### WHAT YOU NEED TO DO:
Write out the whole listing exactly as it stands.

### DATASET RECORDS:
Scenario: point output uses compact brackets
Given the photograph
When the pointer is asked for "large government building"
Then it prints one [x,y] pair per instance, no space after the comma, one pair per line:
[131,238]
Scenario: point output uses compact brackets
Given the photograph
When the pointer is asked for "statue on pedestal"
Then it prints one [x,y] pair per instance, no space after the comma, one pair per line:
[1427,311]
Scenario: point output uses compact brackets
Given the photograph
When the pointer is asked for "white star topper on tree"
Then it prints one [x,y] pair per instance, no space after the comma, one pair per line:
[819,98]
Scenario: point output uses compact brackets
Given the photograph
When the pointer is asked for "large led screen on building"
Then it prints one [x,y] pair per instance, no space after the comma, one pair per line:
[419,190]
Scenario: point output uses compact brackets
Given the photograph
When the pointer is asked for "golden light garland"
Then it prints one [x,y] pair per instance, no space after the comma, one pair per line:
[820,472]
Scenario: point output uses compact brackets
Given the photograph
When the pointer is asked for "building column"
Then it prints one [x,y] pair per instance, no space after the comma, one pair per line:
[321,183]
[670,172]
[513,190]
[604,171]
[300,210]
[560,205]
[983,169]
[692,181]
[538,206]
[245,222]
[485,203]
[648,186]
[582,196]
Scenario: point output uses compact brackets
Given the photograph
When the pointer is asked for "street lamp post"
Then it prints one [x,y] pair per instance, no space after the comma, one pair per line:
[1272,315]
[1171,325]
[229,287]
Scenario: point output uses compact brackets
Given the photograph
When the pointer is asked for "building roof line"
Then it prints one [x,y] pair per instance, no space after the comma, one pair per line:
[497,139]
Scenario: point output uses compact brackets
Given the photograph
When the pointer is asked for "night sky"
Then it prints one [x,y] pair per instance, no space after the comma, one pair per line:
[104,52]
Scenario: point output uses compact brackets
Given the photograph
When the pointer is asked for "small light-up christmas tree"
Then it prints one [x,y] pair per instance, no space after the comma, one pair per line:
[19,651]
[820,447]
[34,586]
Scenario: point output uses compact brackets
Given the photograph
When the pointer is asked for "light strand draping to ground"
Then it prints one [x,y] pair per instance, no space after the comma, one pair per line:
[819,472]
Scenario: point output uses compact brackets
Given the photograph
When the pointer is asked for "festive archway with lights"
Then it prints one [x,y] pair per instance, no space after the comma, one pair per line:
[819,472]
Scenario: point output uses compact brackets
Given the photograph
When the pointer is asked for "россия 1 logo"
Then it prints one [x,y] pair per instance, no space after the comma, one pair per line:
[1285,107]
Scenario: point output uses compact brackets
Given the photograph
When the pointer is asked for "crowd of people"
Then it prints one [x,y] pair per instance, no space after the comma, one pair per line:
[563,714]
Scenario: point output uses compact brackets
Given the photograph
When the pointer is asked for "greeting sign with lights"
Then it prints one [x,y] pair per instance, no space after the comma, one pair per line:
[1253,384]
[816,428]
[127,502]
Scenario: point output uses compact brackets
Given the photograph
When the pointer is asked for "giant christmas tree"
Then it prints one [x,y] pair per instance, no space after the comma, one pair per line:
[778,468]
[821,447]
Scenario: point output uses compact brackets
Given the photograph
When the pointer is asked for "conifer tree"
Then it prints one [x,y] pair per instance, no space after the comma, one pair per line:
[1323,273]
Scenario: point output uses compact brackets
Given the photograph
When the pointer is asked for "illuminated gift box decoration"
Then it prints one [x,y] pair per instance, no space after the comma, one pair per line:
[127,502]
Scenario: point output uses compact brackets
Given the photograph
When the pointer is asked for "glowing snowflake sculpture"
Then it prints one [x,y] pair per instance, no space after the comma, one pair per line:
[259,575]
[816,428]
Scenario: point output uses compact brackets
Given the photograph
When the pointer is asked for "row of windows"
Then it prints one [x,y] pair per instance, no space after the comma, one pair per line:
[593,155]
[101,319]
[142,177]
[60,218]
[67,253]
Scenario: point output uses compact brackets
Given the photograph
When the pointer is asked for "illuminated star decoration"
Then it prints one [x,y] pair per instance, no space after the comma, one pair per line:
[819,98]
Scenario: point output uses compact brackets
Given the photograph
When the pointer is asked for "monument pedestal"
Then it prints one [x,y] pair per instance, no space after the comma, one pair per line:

### EXERCISE RESPONSE:
Scenario: point output uses compact brackets
Given the photograph
When the pointer is asked for "large government building"
Then it prints one [x,y] pair per instance, no space after the comma, one pair per line:
[131,238]
Scenario: point output uses compact brackets
Given the photograph
When the pointer is asked for "statue on pedestal"
Then it prints one [x,y] pair per instance, no space after the comma, one pair per line:
[1427,311]
Scenario: point output uses compact brackets
Given the photograph
When the pointer is asked for "white star topper on tree"
Then it prints one [x,y] pair per instance, no space after the comma, one pair per line:
[819,98]
Scenario: point output uses compact brackets
Given the photograph
When the pointer is asked for "large led screen on building"
Then it prints one [x,y] pair per instance, no space after the comma, one pair per line:
[419,190]
Scenario: point output uses compact brackets
Given the photograph
When the pointer is asked for "golden light garland"
Then it prints one [x,y] pair per instance, no space after the comma, one pair per line:
[820,472]
Scenario: point output uses compact brackets
Given the photograph
When the pointer is asked for "building column"
Then it prints one [x,y] pair per instance, no space after the comma, one pair per line:
[321,183]
[670,172]
[513,190]
[604,171]
[300,210]
[560,205]
[983,169]
[692,181]
[538,206]
[245,222]
[485,203]
[648,186]
[582,196]
Scenario: point output uses compact brackets
Given the photograph
When the pointer is asked for "street lamp post"
Then it prints one [x,y] pair per instance, no space after the comma, one pair per line:
[1272,315]
[1171,325]
[229,287]
Scenario: point output uses compact brackets
Given the photograph
When the pointer is asked for "building roof line"
Then it prints one [x,y] pair per instance, no space after the comma, one pair per line:
[497,139]
Scenario: point output uses compact brackets
Given the photograph
When the pointer is asked for "night sky"
Then it prints one [x,y] pair per instance, no space after the comma, one pair per line:
[104,52]
Scenario: point output uses compact brackets
Given the photograph
When the pointer is asked for "small light-up christmas tree"
Then it prints one [x,y] pair per instance, no space after the comma, one pair per line:
[19,651]
[820,447]
[34,586]
Scenario: point output uses compact brackets
Given the photograph
When the pointer is asked for "light strand draping to ground"
Then it prints one [x,y] pair per instance, no space after the comma, one pair per line:
[819,472]
Scenario: point output uses compact brackets
Given the photograph
When the pointer is asked for "festive archway with lights"
Then it prints one [x,y] pair per instance, no space after the comma, one pair per line:
[819,472]
Scenario: point output uses compact brackets
Given the photograph
When the pointer is asked for "россия 1 logo"
Then it prints one [x,y] pair per instance, no space after the comma, one pair per line:
[1285,107]
Scenario: point output uses compact brackets
Given the photograph
When the pointer is asked for "crowd of people"
Then it prints one [x,y] pair per instance, no space after the comma, one pair per line:
[563,714]
Scenario: point output uses compact brackets
Given the photograph
When the pointer is asked for "greeting sign with lights"
Then it prints one [x,y] pair per instance, no space after the comma, one pair per line:
[1253,384]
[816,428]
[127,502]
Scenario: point output uses compact brackets
Given the photograph
When the pointer is asked for "giant christmas tree"
Then it prints one [x,y] pair per instance, no space after the comma, one pair per line:
[778,468]
[821,447]
Scenario: point output uses compact brackets
Given the photograph
When the pointer is asked for "conifer tree"
Then it prints one [x,y] pair per instance, no space after the comma, one pair per line:
[1323,273]
Scenario: point output uses compact brackets
Given the photograph
When the pointer is asked for "illuminated gift box decoration"
Then it prints one [x,y] pair per instance, no space after the comma, one pair per line:
[127,502]
Scenario: point output uses compact brackets
Given the photograph
When the pointer is asked for "glowing snowflake sculpture"
Then it prints one [x,y] pair per instance, no space after the comma, one pair per line:
[259,575]
[816,428]
Scenario: point output uses compact brackets
Given the photograph
When the pointer is asked for "row of windows"
Then it prints one [x,y] pair per instance, no space after the comma, one pair per line:
[593,155]
[101,319]
[142,177]
[60,218]
[67,253]
Scenario: point output uses compact brackets
Given the photograph
When the pointer is asked for "illuminated star decoration"
Then it prints one [x,y] pair per instance, no space after the comma, one pair per line:
[819,98]
Scenario: point output uses compact brackets
Given the photograph
When the pointer is asked for "monument pedestal"
Then it prints one [x,y] pair per instance, no space after the comma, one pair per line:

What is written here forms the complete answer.